◆ Instructions to follow: Show each line in the records below that contains the word "tree", copying every such line in full.

-- BEGIN Extracted material --

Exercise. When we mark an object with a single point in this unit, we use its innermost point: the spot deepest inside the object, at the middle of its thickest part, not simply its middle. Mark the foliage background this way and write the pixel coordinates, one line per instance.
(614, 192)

-- END Extracted material --
-- BEGIN Extracted material --

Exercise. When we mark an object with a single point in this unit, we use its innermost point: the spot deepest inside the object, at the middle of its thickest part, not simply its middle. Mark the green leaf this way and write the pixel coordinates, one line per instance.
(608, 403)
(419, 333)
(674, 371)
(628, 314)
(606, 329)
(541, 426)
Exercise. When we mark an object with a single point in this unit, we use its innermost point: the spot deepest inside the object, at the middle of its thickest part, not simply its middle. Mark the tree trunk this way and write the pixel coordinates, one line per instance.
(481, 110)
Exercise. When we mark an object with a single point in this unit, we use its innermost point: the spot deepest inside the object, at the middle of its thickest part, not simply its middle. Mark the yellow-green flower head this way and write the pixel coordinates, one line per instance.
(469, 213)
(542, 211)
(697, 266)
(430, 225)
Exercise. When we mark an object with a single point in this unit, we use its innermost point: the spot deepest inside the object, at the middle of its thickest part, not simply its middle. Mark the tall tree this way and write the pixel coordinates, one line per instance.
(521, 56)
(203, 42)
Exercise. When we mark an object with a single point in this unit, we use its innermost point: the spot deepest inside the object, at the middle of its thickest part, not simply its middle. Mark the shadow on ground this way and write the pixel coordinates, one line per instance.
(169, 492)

-- END Extracted material --
-- BEGIN Extracted material --

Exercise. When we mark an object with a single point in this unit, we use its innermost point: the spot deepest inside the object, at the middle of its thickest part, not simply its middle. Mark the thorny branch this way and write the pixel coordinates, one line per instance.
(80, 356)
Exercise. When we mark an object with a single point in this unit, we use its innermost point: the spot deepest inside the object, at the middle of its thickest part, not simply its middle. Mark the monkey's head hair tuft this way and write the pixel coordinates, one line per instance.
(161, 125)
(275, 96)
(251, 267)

-- END Extracted material --

◆ Expected answer:
Exercise. When we mark an object with a single point in this unit, we use its innermost point: the spot deepest inside the object, at the middle of its thickest part, not simply its middle. Mark the tree trunk this way and write the pixel coordinates, one line per instance.
Exercise. When we mark an object with a single point in this unit, we use its innermost point: the spot deepest inside the object, at the middle of its thickest part, not simply its middle. Mark the tall tree this way and write the pixel coordinates, one line per instance.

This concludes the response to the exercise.